ROWS >>
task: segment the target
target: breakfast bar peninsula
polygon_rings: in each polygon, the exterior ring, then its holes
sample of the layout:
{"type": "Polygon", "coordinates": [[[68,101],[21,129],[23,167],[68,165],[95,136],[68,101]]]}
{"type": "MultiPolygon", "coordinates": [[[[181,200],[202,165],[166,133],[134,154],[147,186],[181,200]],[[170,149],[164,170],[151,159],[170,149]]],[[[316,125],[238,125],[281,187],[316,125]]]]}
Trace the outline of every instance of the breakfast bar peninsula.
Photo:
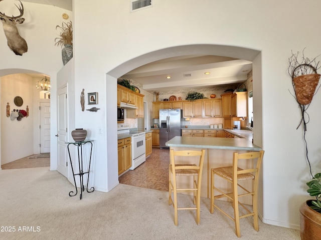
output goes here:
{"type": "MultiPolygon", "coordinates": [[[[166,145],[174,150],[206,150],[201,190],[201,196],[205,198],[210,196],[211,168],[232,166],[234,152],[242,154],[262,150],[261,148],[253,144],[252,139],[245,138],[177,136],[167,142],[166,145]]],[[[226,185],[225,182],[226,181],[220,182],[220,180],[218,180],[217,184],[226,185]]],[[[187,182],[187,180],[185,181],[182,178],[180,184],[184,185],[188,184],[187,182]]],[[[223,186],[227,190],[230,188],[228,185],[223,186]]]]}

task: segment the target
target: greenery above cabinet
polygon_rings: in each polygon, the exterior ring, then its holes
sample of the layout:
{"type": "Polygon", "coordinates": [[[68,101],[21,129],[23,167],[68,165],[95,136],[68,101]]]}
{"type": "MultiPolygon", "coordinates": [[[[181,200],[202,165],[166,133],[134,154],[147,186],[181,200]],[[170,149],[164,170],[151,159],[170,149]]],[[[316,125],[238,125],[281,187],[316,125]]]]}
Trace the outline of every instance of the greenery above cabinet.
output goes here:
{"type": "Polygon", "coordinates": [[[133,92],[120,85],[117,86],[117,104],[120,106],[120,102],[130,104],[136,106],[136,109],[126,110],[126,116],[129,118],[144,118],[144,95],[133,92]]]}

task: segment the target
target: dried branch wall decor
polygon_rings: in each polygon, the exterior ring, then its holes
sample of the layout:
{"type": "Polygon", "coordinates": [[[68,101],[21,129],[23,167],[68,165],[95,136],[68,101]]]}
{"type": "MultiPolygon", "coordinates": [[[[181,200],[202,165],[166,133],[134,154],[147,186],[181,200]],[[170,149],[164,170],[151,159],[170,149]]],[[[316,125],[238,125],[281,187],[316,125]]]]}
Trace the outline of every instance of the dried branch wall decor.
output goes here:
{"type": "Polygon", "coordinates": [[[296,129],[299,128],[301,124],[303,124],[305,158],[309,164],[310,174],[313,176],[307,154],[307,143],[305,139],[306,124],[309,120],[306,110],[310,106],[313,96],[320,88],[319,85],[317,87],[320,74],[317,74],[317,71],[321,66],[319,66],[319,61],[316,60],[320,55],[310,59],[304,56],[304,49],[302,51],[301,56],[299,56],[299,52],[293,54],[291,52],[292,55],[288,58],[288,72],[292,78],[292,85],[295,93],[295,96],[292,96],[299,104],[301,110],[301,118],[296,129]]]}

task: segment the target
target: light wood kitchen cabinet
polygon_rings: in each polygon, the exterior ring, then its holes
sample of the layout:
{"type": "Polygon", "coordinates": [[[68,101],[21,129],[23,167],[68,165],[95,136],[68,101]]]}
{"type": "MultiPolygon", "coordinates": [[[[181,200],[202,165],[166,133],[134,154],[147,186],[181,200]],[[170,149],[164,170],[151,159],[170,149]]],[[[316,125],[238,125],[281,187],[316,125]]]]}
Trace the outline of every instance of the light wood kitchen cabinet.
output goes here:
--
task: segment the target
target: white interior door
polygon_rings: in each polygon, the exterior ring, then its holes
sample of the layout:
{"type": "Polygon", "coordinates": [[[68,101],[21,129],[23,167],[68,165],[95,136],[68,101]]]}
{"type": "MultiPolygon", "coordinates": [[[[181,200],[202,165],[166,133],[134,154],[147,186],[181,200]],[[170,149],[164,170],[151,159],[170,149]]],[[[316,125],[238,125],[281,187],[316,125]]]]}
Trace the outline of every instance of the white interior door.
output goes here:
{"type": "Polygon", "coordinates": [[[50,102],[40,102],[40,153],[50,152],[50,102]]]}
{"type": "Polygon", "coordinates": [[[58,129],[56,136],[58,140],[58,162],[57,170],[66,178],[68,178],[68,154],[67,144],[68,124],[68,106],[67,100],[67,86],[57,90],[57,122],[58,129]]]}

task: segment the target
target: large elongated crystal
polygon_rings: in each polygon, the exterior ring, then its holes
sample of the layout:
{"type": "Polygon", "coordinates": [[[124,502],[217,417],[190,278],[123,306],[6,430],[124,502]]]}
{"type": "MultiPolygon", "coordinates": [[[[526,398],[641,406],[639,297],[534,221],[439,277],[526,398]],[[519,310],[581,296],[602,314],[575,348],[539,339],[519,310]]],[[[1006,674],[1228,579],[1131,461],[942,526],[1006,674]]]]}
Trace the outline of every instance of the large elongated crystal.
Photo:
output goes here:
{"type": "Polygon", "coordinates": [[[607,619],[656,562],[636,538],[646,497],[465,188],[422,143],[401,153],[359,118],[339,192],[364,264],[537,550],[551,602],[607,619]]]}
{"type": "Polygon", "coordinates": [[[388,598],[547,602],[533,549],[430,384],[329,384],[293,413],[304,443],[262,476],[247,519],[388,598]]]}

EXERCISE BRIEF >> Please give only the number of lines in the items above that contain the string "white". Case counts.

TASK OUTPUT >> 2